Image-grounded pointing data:
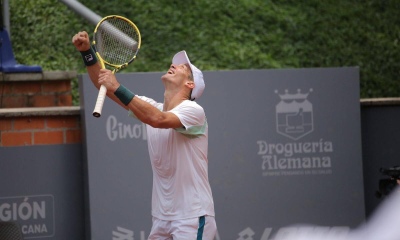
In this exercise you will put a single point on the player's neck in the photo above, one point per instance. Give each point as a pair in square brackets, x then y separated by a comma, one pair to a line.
[171, 100]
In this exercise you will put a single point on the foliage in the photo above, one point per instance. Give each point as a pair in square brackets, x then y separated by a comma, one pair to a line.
[223, 35]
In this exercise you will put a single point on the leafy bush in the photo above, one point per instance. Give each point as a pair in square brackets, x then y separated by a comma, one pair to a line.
[223, 35]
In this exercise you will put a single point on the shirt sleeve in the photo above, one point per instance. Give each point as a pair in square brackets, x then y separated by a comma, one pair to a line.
[158, 105]
[192, 117]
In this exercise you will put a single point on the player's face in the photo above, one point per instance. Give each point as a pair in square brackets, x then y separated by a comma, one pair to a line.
[178, 73]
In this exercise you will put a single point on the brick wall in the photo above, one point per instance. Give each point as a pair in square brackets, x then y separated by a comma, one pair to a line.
[37, 110]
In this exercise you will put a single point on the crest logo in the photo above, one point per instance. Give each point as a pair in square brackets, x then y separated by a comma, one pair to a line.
[294, 115]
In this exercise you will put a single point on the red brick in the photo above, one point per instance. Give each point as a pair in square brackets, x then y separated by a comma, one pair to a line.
[63, 122]
[10, 139]
[56, 86]
[14, 101]
[44, 101]
[53, 137]
[27, 87]
[28, 123]
[5, 124]
[5, 88]
[73, 136]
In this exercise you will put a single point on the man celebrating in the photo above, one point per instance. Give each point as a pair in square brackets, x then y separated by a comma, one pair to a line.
[177, 130]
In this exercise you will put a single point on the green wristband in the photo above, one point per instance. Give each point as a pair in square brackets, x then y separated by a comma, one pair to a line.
[124, 94]
[89, 57]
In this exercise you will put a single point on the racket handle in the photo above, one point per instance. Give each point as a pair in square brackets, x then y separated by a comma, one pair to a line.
[100, 101]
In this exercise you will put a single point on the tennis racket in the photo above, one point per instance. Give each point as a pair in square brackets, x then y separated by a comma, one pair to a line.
[116, 41]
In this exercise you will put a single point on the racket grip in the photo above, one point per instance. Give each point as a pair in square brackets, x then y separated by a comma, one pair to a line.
[100, 101]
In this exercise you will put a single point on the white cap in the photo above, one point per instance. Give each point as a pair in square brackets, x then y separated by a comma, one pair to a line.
[182, 58]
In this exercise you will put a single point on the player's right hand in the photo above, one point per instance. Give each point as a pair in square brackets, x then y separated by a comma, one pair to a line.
[81, 41]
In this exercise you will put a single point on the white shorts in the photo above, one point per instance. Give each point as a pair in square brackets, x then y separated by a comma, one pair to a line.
[199, 228]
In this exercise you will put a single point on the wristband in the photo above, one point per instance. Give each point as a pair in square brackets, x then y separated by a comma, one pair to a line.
[89, 57]
[124, 94]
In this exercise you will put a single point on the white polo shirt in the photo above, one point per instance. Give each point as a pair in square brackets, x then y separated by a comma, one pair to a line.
[180, 165]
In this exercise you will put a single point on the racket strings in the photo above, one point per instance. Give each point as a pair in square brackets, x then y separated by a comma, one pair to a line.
[116, 41]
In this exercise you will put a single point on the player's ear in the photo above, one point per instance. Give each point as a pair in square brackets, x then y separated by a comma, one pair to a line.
[190, 84]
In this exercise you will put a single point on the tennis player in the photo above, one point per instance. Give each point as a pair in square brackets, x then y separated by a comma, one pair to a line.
[177, 135]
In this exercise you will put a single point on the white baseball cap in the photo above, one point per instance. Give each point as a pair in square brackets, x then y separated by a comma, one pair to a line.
[182, 58]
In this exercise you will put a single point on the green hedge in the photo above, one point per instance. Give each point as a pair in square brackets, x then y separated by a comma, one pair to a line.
[223, 35]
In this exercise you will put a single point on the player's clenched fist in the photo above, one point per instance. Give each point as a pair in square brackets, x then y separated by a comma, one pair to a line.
[81, 41]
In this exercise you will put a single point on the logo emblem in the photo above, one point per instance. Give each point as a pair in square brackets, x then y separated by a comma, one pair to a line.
[294, 115]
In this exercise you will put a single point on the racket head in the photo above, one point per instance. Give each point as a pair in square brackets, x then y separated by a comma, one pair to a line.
[116, 41]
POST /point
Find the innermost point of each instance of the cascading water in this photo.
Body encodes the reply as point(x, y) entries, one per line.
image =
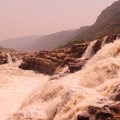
point(15, 85)
point(89, 51)
point(66, 97)
point(9, 58)
point(104, 40)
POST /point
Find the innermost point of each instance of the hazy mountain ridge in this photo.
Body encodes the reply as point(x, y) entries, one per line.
point(108, 22)
point(19, 43)
point(50, 42)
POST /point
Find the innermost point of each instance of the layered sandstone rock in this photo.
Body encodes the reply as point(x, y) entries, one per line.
point(3, 58)
point(48, 62)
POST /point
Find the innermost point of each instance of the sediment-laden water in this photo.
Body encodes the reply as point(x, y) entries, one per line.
point(63, 98)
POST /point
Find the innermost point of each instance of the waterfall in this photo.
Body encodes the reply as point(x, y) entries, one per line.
point(15, 85)
point(89, 51)
point(104, 41)
point(68, 96)
point(9, 58)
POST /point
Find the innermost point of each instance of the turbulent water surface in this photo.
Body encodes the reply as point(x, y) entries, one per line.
point(15, 85)
point(63, 98)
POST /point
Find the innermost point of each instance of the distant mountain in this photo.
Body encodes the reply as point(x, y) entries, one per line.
point(50, 42)
point(19, 43)
point(108, 22)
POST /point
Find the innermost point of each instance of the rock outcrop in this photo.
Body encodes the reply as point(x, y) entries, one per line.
point(3, 58)
point(48, 62)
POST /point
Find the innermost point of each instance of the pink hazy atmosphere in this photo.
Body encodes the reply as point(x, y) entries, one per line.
point(39, 17)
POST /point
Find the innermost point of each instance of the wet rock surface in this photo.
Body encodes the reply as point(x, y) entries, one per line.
point(48, 62)
point(3, 58)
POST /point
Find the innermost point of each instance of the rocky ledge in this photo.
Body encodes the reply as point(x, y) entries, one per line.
point(48, 62)
point(3, 58)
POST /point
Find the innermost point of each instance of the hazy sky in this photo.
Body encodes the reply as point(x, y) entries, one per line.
point(39, 17)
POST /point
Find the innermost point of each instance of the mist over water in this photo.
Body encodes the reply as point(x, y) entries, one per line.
point(68, 96)
point(15, 85)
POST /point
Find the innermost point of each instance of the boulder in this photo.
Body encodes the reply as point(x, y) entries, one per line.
point(73, 67)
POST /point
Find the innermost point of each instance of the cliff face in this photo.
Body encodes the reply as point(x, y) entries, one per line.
point(107, 23)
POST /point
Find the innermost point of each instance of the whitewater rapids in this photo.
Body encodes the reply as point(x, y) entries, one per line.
point(15, 85)
point(68, 96)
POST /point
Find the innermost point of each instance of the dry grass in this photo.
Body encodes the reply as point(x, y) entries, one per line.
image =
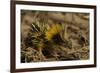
point(54, 36)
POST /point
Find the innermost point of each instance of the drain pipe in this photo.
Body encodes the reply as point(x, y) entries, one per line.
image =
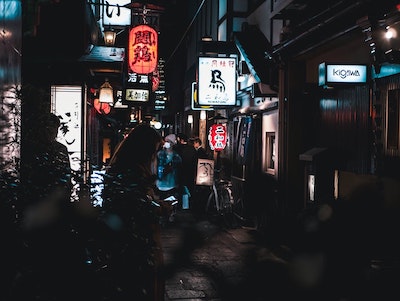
point(313, 29)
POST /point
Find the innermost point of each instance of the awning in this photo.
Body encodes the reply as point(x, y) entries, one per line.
point(256, 50)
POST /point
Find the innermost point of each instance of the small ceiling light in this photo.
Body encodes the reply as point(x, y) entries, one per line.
point(109, 37)
point(106, 93)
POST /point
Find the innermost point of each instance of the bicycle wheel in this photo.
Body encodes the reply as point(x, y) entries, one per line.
point(226, 202)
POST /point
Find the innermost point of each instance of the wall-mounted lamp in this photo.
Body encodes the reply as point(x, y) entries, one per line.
point(109, 37)
point(106, 93)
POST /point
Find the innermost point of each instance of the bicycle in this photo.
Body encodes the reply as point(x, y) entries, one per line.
point(222, 205)
point(219, 201)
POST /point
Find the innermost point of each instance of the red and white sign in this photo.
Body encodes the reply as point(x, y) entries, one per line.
point(217, 137)
point(143, 49)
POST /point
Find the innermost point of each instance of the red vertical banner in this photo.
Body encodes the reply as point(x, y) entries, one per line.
point(217, 137)
point(142, 49)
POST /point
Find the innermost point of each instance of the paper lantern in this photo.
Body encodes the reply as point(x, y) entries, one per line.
point(143, 49)
point(101, 107)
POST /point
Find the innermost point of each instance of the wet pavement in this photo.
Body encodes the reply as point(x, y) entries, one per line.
point(206, 261)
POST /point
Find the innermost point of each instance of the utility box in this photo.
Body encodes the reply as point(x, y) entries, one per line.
point(318, 175)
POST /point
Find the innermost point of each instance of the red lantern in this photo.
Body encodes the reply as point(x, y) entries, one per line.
point(217, 137)
point(143, 49)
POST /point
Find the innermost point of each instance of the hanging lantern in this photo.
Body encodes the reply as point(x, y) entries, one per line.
point(143, 49)
point(106, 94)
point(217, 137)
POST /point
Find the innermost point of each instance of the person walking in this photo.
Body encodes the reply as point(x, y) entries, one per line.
point(168, 165)
point(131, 220)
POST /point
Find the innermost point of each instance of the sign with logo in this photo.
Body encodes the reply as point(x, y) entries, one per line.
point(342, 74)
point(137, 95)
point(217, 81)
point(217, 137)
point(142, 49)
point(205, 172)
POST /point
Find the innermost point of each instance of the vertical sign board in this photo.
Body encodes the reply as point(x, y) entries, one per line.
point(142, 49)
point(205, 172)
point(66, 103)
point(217, 81)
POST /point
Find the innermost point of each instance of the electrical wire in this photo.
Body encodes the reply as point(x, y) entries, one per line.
point(186, 32)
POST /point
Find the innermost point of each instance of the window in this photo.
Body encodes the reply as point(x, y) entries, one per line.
point(393, 119)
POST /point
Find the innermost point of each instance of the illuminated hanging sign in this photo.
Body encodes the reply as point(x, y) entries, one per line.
point(142, 49)
point(217, 137)
point(137, 95)
point(341, 74)
point(217, 81)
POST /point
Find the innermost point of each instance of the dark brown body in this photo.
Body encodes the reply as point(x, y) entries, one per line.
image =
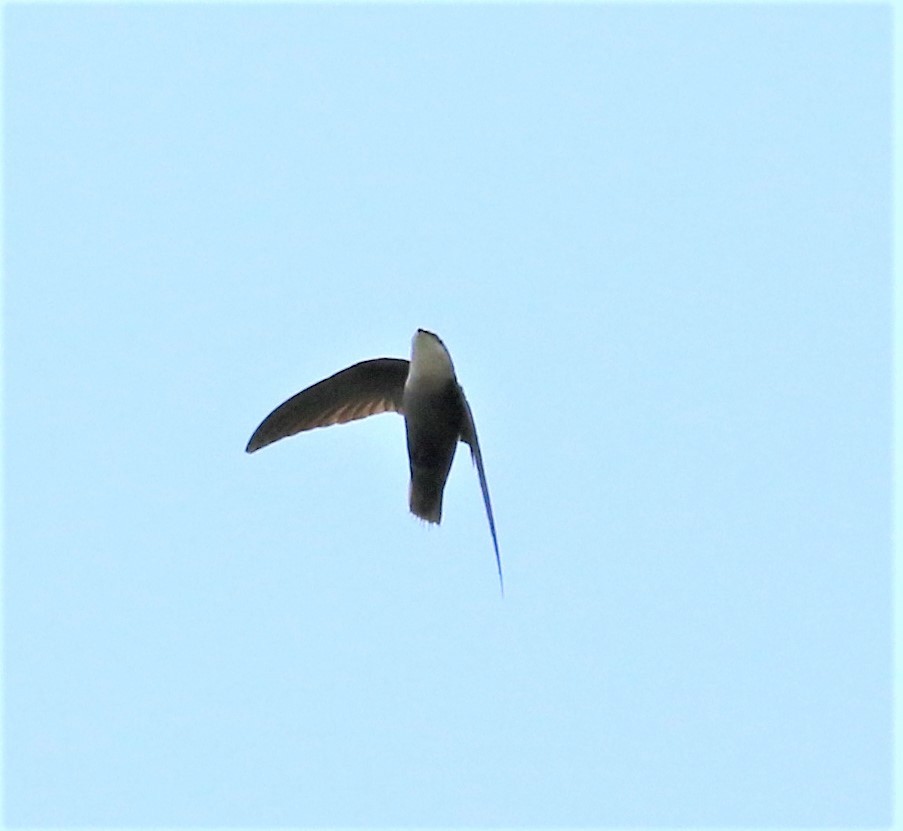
point(434, 419)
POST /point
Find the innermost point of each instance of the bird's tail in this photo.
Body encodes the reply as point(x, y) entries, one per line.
point(425, 499)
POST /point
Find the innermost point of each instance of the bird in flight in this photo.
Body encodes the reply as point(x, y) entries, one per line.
point(424, 390)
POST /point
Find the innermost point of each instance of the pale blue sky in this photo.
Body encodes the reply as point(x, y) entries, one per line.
point(656, 240)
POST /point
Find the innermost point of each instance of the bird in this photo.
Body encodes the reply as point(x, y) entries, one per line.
point(425, 390)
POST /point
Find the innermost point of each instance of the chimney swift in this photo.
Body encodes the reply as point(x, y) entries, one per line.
point(424, 390)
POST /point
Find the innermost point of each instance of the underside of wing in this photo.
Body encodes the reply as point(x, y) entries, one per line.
point(364, 389)
point(469, 437)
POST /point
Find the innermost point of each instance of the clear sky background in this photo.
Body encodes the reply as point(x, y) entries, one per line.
point(657, 242)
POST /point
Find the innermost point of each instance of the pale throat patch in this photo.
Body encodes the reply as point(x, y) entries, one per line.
point(429, 360)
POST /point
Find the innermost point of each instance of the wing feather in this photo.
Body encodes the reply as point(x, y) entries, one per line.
point(469, 437)
point(362, 390)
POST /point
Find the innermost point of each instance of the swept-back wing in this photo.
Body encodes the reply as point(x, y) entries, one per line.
point(364, 389)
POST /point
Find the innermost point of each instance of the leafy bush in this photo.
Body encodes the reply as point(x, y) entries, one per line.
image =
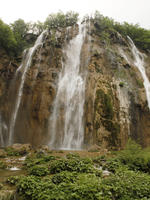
point(38, 158)
point(13, 179)
point(106, 27)
point(64, 176)
point(2, 165)
point(71, 165)
point(134, 157)
point(128, 185)
point(11, 152)
point(60, 19)
point(7, 39)
point(39, 170)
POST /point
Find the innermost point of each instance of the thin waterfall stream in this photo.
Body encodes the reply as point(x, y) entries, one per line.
point(26, 63)
point(66, 122)
point(139, 63)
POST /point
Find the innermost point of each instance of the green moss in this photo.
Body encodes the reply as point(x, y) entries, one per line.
point(105, 100)
point(139, 83)
point(2, 165)
point(114, 128)
point(121, 84)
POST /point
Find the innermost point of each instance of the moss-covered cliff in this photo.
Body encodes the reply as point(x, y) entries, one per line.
point(115, 101)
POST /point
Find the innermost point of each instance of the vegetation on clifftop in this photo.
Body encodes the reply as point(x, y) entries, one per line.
point(13, 37)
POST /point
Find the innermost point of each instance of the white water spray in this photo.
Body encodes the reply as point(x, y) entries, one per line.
point(139, 63)
point(66, 123)
point(1, 132)
point(26, 63)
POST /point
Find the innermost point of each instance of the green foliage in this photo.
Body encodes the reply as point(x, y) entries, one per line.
point(7, 39)
point(140, 83)
point(139, 35)
point(2, 165)
point(121, 84)
point(105, 100)
point(12, 152)
point(135, 158)
point(64, 176)
point(60, 19)
point(75, 178)
point(13, 180)
point(106, 27)
point(125, 184)
point(20, 27)
point(39, 170)
point(78, 165)
point(37, 159)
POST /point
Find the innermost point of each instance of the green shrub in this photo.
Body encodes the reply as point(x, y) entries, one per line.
point(127, 184)
point(134, 157)
point(2, 165)
point(121, 84)
point(13, 180)
point(7, 39)
point(64, 176)
point(39, 170)
point(70, 165)
point(60, 19)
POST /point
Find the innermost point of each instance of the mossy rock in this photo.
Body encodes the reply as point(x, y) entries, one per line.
point(114, 128)
point(106, 104)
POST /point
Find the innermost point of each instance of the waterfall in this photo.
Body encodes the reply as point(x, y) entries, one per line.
point(1, 132)
point(26, 63)
point(66, 122)
point(139, 63)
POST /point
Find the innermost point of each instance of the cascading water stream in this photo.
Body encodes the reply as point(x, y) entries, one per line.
point(26, 63)
point(139, 62)
point(66, 122)
point(1, 133)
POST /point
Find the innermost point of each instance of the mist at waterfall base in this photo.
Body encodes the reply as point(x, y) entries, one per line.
point(66, 133)
point(139, 63)
point(66, 122)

*What you need to do*. Scan the records for the string "bird" and report each line where it occurs.

*Response*.
Find the innermost point of each instance of the bird's tail in this photo.
Find the innermost point of each instance of the bird in flight in this photo.
Find the innermost point of each instance of the bird in this photo.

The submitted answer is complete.